__EXERCISE BRIEF__
Copy every item below line for line, leaving out the pictures.

__EXERCISE DATA__

######

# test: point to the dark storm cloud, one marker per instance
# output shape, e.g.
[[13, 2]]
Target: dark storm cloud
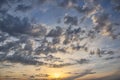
[[86, 72], [23, 8], [72, 20]]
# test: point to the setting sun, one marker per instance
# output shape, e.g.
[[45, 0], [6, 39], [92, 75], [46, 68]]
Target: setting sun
[[56, 75]]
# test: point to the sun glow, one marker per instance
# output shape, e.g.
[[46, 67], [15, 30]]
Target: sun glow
[[56, 75]]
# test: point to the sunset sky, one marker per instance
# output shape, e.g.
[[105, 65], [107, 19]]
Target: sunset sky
[[59, 39]]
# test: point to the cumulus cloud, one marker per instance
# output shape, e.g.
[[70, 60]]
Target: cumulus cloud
[[12, 25], [72, 20], [23, 7], [86, 72]]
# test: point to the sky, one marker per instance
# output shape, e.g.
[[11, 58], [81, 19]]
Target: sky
[[59, 40]]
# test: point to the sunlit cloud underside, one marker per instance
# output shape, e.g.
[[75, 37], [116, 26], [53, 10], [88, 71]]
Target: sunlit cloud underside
[[59, 40]]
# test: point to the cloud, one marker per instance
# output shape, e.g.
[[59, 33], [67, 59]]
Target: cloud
[[72, 20], [115, 5], [60, 65], [22, 57], [82, 61], [67, 3], [114, 76], [55, 32], [23, 8], [86, 72], [12, 25]]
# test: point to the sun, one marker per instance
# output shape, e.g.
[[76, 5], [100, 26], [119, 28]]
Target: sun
[[56, 75]]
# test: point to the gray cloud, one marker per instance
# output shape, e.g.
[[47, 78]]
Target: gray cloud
[[86, 72], [114, 76], [55, 32], [23, 8], [72, 20], [60, 65], [82, 61], [14, 25]]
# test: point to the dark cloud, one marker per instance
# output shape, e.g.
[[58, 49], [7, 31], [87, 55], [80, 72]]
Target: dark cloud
[[67, 3], [55, 32], [72, 20], [14, 25], [23, 58], [114, 76], [86, 72], [60, 65], [82, 61], [23, 8], [116, 5]]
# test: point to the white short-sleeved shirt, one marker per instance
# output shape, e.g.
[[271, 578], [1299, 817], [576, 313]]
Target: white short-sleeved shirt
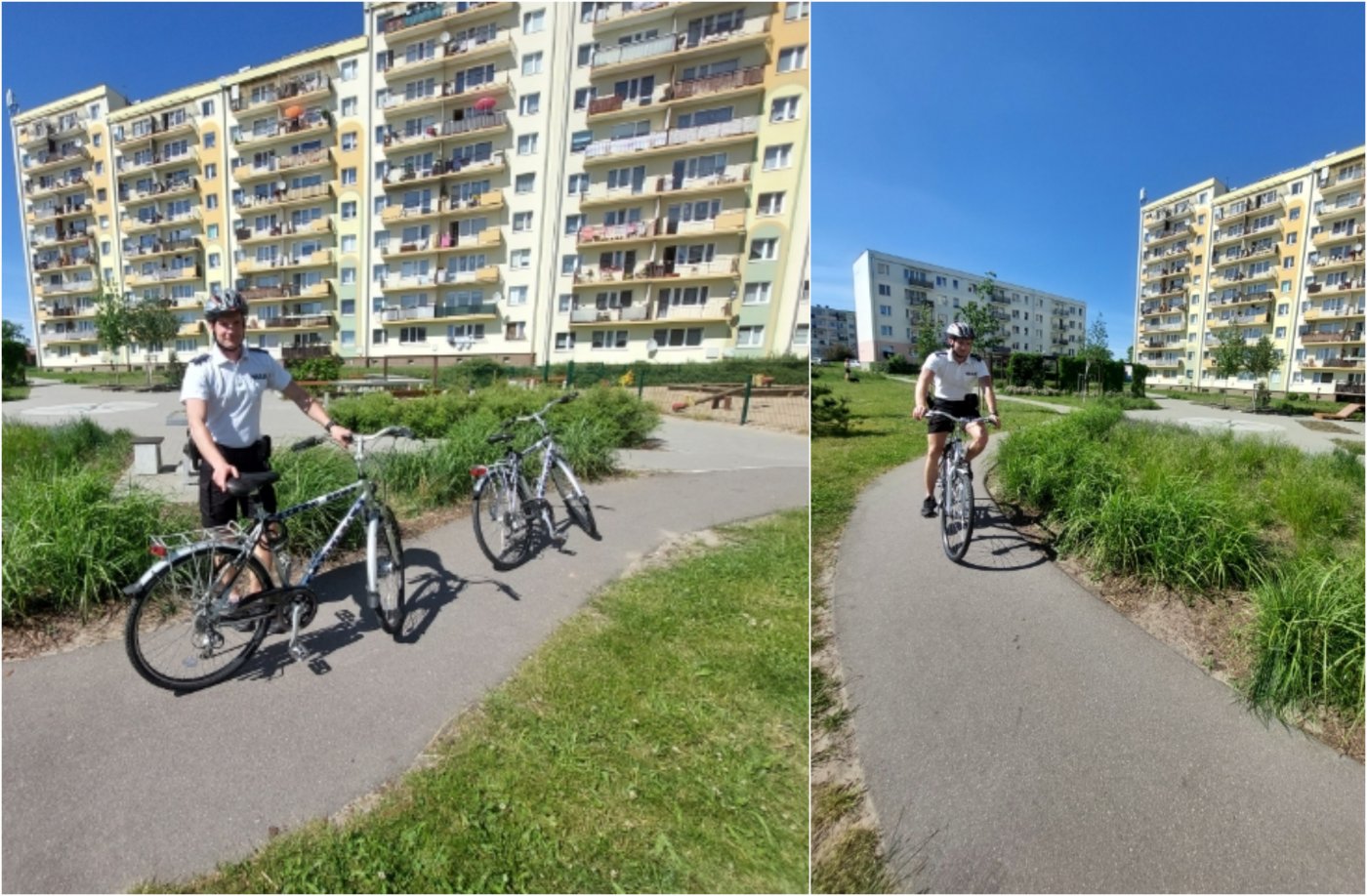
[[234, 390], [956, 382]]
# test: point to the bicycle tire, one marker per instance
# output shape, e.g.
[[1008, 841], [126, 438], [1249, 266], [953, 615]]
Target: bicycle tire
[[576, 500], [389, 574], [509, 537], [168, 629]]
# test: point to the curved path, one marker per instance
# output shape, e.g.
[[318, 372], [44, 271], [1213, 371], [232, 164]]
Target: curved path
[[109, 782], [1018, 735]]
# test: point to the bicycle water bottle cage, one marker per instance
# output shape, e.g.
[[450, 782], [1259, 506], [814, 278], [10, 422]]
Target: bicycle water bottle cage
[[250, 482]]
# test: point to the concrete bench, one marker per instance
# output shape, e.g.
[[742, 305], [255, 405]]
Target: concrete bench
[[146, 455]]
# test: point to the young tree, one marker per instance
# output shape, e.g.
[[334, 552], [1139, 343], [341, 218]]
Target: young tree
[[152, 322]]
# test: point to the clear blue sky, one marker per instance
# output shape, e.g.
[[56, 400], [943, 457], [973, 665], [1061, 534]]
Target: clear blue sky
[[140, 50], [1015, 137]]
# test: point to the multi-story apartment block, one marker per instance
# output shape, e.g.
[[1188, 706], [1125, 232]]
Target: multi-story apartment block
[[891, 293], [830, 328], [518, 181], [1281, 259]]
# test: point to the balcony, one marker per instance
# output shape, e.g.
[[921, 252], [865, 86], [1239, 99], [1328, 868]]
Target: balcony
[[311, 125], [395, 105], [480, 123], [612, 150], [435, 17], [465, 52]]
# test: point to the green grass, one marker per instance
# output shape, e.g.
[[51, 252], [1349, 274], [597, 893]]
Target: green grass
[[656, 743]]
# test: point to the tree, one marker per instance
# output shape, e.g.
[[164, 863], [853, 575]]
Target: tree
[[152, 322], [111, 324]]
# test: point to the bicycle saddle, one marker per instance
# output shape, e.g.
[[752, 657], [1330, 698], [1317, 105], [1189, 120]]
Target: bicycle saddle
[[249, 482]]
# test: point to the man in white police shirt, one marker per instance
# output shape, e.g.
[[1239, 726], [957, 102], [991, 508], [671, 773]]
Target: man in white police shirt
[[957, 375], [222, 393]]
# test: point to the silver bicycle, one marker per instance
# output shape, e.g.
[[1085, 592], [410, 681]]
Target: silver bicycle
[[204, 607], [509, 509]]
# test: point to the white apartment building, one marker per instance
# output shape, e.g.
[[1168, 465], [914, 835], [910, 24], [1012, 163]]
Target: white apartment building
[[891, 293]]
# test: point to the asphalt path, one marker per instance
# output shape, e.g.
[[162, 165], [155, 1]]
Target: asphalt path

######

__EXERCISE ANSWER__
# test: point to the dark storm cloud, one marker per instance
# output shape, e.g.
[[13, 2]]
Target: dark storm cloud
[[86, 72], [23, 8], [72, 20]]
# test: point to the setting sun, one marker per instance
# output shape, e.g.
[[45, 0], [6, 39], [92, 75], [46, 68]]
Target: setting sun
[[56, 75]]
# test: point to the sun glow, one marker per instance
# output shape, e.g.
[[46, 67], [15, 30]]
Target: sun glow
[[56, 75]]
# test: point to the sunset sky, one marker per instance
# output shape, e.g.
[[105, 65], [107, 19]]
Target: sunset sky
[[59, 39]]
# test: point to the cumulus cloud, one marker per instance
# output shape, e.g.
[[70, 60]]
Target: cumulus cloud
[[12, 25], [72, 20], [23, 7], [86, 72]]
# test: point to the sky, one marker per instance
# output shape, e.g.
[[11, 58], [81, 19]]
Target: sky
[[59, 40]]
# test: point to the sunlit cloud underside, one marker per instance
# output shape, e.g.
[[75, 37], [116, 26], [53, 10], [88, 71]]
Target: sunlit cloud underside
[[59, 40]]
# test: point to the cloud, one marker per instance
# output shape, e.g.
[[59, 33], [67, 59]]
Target: cloud
[[72, 20], [115, 5], [60, 65], [22, 57], [82, 61], [67, 3], [114, 76], [55, 32], [23, 8], [86, 72], [12, 25]]
# test: point to the sun, one marker per instance
# output shape, e.g.
[[76, 5], [100, 26], [119, 28]]
Target: sun
[[56, 75]]
# test: point to the gray cloud, one marker per instance
# output shape, e.g.
[[47, 78]]
Target: gray cloud
[[86, 72], [114, 76], [55, 32], [23, 8], [72, 20], [60, 65], [82, 61], [14, 25]]
# test: point to the dark cloud, one marker per instance
# output shape, e.g.
[[58, 49], [7, 31], [87, 55], [80, 72]]
Target: dark cloud
[[67, 3], [55, 32], [72, 20], [14, 25], [23, 58], [114, 76], [86, 72], [60, 65], [82, 61], [23, 8], [116, 5]]
# test: point to the white short-sleeved shirt, one marker per instance
# output shape, e.g.
[[271, 578], [1299, 817], [576, 313]]
Target: white short-sleeved shirt
[[234, 390], [956, 382]]
# test: point to the bicycle tire, one marker per instance
# output shape, e.g.
[[1008, 841], [126, 438], [1249, 266], [953, 615]]
Target: bicycle tire
[[576, 500], [389, 574], [509, 537], [168, 629]]
# test: point to the curved path, one marker per instance
# output shape, e.g.
[[318, 372], [44, 271], [1213, 371], [232, 164]]
Target: curved path
[[109, 782], [1018, 735]]
# test: point to the bicycle water bottle cage, one marker per instance
# output shape, e.g.
[[450, 782], [1259, 506], [814, 278], [10, 422]]
Target: bicycle water bottle cage
[[250, 482]]
# test: point to the concrete bench, one marker per instance
# output shape, e.g.
[[742, 305], [255, 405]]
Target: concrete bench
[[146, 455]]
# test: point to the young tree, one marker per instance
# output shape, e.g.
[[334, 552], [1139, 343], [341, 218]]
Target: young tree
[[152, 322]]
# test: point to the clear blue sky, one marker per instance
# output shape, e.g.
[[56, 400], [943, 457], [973, 665], [1061, 534]]
Target: clear blue sky
[[140, 50], [1015, 137]]
# test: point to the multi-story apartment block, one marker per instance
# output shape, e.g.
[[1188, 706], [1125, 232]]
Target: multi-story apartment block
[[891, 293], [830, 328], [518, 181], [1281, 259]]
# test: point to the balcony, one marker per instance
# output shape, e.g.
[[921, 252], [865, 86], [1239, 99], [1328, 868]]
Target: balcony
[[311, 125], [395, 105], [480, 123], [612, 150], [435, 17], [465, 52]]
# test: point to the green grass, one marker per instance
# output shape, e.g.
[[51, 252], [1349, 274], [597, 893]]
Target: green grass
[[656, 743]]
# test: point to the tree, one marker per instance
# output shape, e.g.
[[164, 863], [853, 575]]
Target: tree
[[152, 322], [111, 324]]
# test: point to the bicycle saddle, one marker per instance
# output shape, e.g.
[[752, 657], [1330, 698], [1317, 105], [1189, 120]]
Target: bicycle saddle
[[249, 482]]
# test: point to the man in white police shirt, one marker per instance
# output shape, e.g.
[[1239, 726], [957, 102], [991, 508], [671, 773]]
Target: man in white police shirt
[[957, 375], [222, 393]]
# test: point to the silver bicycle, one marker per instance
# output shape, e.g.
[[1085, 592], [410, 681]]
Target: silver bicycle
[[204, 607], [509, 509]]
# test: point to the white apartment building, one marker per instance
# output shape, e.g.
[[1168, 465], [914, 835], [910, 24], [1012, 163]]
Target: white apartment building
[[891, 293]]
# test: point to the asphalt path, one marker per instance
# output shape, e.g.
[[162, 165], [155, 1]]
Target: asphalt path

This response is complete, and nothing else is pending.